WORK TO COMPLETE: Retype the records below exactly as they appear, but leave out any pictures.

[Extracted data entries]
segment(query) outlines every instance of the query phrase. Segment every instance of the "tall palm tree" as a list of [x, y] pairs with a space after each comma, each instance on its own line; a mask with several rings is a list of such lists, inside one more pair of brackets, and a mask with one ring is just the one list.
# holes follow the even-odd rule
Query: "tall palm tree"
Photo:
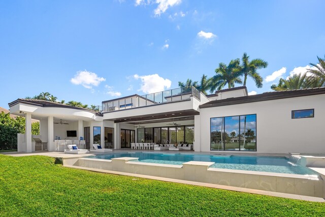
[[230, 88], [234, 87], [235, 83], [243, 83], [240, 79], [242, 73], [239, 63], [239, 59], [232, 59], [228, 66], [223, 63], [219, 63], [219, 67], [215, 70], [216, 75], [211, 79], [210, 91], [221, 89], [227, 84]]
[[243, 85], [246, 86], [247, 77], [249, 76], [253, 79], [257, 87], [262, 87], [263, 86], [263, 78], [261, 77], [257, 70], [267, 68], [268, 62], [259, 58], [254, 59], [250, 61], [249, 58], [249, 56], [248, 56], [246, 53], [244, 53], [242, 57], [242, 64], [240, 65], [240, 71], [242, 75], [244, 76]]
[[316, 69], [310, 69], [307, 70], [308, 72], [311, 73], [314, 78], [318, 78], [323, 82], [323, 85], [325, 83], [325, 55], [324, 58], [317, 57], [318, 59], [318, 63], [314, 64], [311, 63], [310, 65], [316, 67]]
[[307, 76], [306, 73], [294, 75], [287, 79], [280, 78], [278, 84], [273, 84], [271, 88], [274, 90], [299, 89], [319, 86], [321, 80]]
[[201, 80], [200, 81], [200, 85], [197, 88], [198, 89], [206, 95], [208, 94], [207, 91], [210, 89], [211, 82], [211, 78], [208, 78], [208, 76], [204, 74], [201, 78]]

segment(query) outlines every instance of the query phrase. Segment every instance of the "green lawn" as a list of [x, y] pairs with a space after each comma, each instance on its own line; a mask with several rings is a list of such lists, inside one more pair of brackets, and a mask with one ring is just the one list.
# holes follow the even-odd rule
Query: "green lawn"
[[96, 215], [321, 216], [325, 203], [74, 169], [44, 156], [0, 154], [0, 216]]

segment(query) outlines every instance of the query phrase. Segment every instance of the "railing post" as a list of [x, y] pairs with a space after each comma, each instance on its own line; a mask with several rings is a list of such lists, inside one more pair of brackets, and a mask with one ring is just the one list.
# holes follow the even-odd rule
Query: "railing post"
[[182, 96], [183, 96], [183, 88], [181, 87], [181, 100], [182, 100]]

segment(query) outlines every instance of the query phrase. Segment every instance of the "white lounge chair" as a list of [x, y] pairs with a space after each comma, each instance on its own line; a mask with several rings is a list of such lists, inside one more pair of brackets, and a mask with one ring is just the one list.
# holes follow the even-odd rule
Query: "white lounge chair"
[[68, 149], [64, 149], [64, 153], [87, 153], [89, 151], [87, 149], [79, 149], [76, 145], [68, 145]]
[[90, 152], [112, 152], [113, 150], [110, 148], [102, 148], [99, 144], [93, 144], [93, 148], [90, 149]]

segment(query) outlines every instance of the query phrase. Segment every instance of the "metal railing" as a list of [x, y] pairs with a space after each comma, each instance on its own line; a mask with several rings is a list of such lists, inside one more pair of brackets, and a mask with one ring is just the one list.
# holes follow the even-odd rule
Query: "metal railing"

ANSWER TO THIS PROBLEM:
segment(query) outlines every instance of the query phrase. Segment every instance of the "tall palm tree" as a list of [x, y] pairs with a space after each comma, each instance on its own line; a mask with several rings is a list of such lists, inside one more pair of brackets, and a mask with one ring is just the one list.
# holes follow the even-odd rule
Query: "tall palm tree"
Photo:
[[230, 88], [234, 87], [235, 83], [243, 83], [240, 79], [242, 73], [239, 63], [239, 59], [232, 59], [228, 66], [223, 63], [219, 63], [219, 67], [215, 70], [216, 75], [211, 79], [210, 91], [221, 89], [227, 84]]
[[243, 85], [246, 86], [247, 77], [249, 76], [253, 79], [257, 87], [262, 87], [263, 86], [263, 78], [261, 77], [257, 70], [267, 68], [268, 62], [259, 58], [254, 59], [250, 61], [249, 58], [249, 56], [248, 56], [246, 53], [244, 53], [242, 57], [242, 64], [240, 65], [240, 71], [242, 75], [244, 76]]
[[316, 69], [310, 69], [307, 70], [308, 72], [311, 73], [314, 78], [318, 78], [323, 82], [323, 85], [325, 83], [325, 55], [324, 58], [317, 57], [318, 59], [318, 63], [314, 64], [311, 63], [310, 65], [316, 67]]
[[307, 76], [306, 73], [294, 75], [287, 79], [280, 78], [278, 84], [273, 84], [271, 88], [274, 90], [299, 89], [319, 86], [321, 80]]
[[201, 80], [200, 81], [200, 85], [197, 88], [198, 89], [206, 95], [208, 94], [207, 91], [210, 89], [211, 82], [211, 78], [208, 78], [208, 76], [204, 74], [201, 78]]

segment(query) outlines every instance of the query phrase. Segment every instance of the "green lawn" as a list of [x, y] pairs with a space after each comma, each instance on its own line; a mask with several rings is a list of such lists, inside one more pair of brackets, and a mask with one ring is just the one list.
# holes follow the even-odd rule
Query: "green lawn"
[[96, 215], [321, 216], [325, 203], [74, 169], [44, 156], [0, 154], [0, 216]]

segment(query) outlines every instance of the query phrase. Segment every instance of the "railing post" as a list of [x, y] pairs with a space after each comma, each instance on its own line; a mask with several rings is a list of such lists, inside one more pair of brackets, and a mask with one ring is just the one list.
# holes follow the even-odd rule
Query: "railing post"
[[182, 96], [183, 96], [183, 88], [181, 87], [181, 100], [182, 100]]

segment(query) outlines every instance of the query phrase. Segment every instance of the "white lounge chair" as a list of [x, y] pairs with a space after each comma, each instance on its own line; a mask with several rings is a list of such lists, inside one more pair of brackets, and a mask with one ring is just the one list.
# holes follow the even-odd rule
Query: "white lounge chair"
[[68, 149], [64, 149], [64, 153], [87, 153], [89, 151], [87, 149], [79, 149], [76, 145], [68, 145]]
[[90, 152], [112, 152], [113, 150], [110, 148], [102, 148], [99, 144], [93, 144], [93, 148], [90, 149]]

segment(query) outlines every instance of the query phrase. Segment every instance of the "metal railing" as a list of [x, y] pairs with a space after each comma, each instance on its own line; a mask with several rings is a list of such lists, inside one more pair of brackets, and a mask with one ring is just the one list.
# holes follow the even-odd rule
Query: "metal railing"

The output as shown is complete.